Testo ::
-*-

Pierrot le fou. Quando ero ragazzo, e si viveva un’altra sconvolgente trasformazione, il bandito solitario era di moda. Godard girò À bout de souffle nel 1960 e Pierrot le fou nel 65. Oggi è diverso, perché pulsioni (assai simili a quelle di allora) oggi incontrano una anti mondializzazione che in nome del medio evo islamico che dà loro uno statuto ideologico, li recluta e li trasforma in un pericolo mortale. Bisogna reagire. Giusto. Primo, individuando il nemico principale: il sedicente stato islamico, Daesh, erede delle rete, Al-Qaeda. Secondo, colpendo chi diffonde l’ideologia, wahabita e salafita, che è il brodo di coltura del terroristi, l’Arabia Saudita. Terzo, facendo i conti con l’immigrazione islamica, che è l’acqua in cui nuotano gli assassini all’ingrosso, Quarto, adottando oculate e adeguate misure di polizia.

Populisti e demagoghi si concentrano solo sul terzo e quarto punto, dicendo spesso cose cose che non si riesce a fare. È possibile fermare la migrazione? No, è una sciocchezza: più muri faremo, più passeranno. Come sempre è successo. Servirebbe invece una politica per i migranti: intanto non lasciar marcire da irregolari i tanti che potrebbero essere una risorsa per il nostro paese (perché sono giovani, perché sanno lavorare, perché spesso brillanti e dunque potenziali “cervelli”). Poi convincere i paesi d’origine (con accordi, do ut des) a riprendersi quelli che non possiamo o non vogliamo accettare. Infine tenendo in carcere, o sotto rigido controllo di polizia, quelli come Amri che hanno mostrato una propensione a delinquere (fino a quando non si riesce a rimandarli nelle prigioni d’origine). Tutto ciò costa, è difficile perché sui migranti lucrano corruzione e mafie nostrane, obbliga a cambiar politica su lavoro e welfare. Perché è ovvio che l’investimento sull’immigrazione non può venir pagato dalla non inclusione e non promozione dei nostri cittadini, in particolare dei giovani.

-*-

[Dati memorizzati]

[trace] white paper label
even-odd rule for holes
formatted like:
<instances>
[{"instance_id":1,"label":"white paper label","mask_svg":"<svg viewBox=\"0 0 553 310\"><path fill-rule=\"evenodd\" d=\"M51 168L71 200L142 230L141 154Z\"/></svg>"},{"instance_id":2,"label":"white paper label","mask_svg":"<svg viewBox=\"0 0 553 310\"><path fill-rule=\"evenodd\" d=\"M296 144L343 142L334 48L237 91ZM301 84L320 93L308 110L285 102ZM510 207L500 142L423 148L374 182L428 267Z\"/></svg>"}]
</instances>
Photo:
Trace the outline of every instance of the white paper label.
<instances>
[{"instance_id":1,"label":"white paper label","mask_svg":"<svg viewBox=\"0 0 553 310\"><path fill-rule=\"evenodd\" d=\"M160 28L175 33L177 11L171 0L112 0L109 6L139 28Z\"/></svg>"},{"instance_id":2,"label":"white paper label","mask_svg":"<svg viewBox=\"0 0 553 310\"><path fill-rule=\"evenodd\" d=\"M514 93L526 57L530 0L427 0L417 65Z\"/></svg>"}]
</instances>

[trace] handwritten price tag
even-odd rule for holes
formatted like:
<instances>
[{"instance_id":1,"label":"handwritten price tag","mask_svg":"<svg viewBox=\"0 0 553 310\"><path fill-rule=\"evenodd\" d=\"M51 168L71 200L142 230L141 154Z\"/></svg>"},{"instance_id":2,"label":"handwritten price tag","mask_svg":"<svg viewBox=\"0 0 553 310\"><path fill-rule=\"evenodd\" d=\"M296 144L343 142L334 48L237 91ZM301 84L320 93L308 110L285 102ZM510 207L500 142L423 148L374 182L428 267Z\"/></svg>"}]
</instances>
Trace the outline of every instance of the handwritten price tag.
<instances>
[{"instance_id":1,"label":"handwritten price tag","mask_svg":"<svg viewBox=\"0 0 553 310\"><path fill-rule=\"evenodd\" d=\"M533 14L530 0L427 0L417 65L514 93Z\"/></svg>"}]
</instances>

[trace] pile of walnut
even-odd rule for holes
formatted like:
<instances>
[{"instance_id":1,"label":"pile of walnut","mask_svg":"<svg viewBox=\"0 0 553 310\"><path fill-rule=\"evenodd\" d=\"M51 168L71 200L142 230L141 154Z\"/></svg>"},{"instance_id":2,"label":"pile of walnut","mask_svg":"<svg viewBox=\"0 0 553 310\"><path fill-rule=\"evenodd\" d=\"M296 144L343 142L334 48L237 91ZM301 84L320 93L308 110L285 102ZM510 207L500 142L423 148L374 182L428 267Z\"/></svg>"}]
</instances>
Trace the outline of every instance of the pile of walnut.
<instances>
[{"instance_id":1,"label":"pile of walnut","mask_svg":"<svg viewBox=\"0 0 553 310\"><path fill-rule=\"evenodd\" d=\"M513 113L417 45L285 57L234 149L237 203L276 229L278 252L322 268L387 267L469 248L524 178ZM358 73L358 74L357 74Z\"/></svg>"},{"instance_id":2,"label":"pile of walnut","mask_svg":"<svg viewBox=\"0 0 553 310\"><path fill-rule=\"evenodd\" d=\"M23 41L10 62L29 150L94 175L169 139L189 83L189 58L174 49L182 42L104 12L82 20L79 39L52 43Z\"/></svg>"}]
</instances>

-*-

Esercizio A :: Elenca i punti in cui il testo articola il modo di reagire, nell'ordine in cui li presenta.
Esercizio B :: Ricopia dal testo il passo che comincia con "Pierrot le fou." e prosegue fino a "misure di polizia.".

Risposta scritta A ::
1. Individuare il nemico principale: il sedicente stato islamico, Daesh.
2. Colpire chi diffonde l'ideologia wahabita e salafita, cioè l'Arabia Saudita.
3. Fare i conti con l'immigrazione islamica.
4. Adottare oculate e adeguate misure di polizia.

Risposta scritta B ::
Pierrot le fou. Quando ero ragazzo, e si viveva un’altra sconvolgente trasformazione, il bandito solitario era di moda. Godard girò À bout de souffle nel 1960 e Pierrot le fou nel 65. Oggi è diverso, perché pulsioni (assai simili a quelle di allora) oggi incontrano una anti mondializzazione che in nome del medio evo islamico che dà loro uno statuto ideologico, li recluta e li trasforma in un pericolo mortale. Bisogna reagire. Giusto. Primo, individuando il nemico principale: il sedicente stato islamico, Daesh, erede delle rete, Al-Qaeda. Secondo, colpendo chi diffonde l’ideologia, wahabita e salafita, che è il brodo di coltura del terroristi, l’Arabia Saudita. Terzo, facendo i conti con l’immigrazione islamica, che è l’acqua in cui nuotano gli assassini all’ingrosso, Quarto, adottando oculate e adeguate misure di polizia.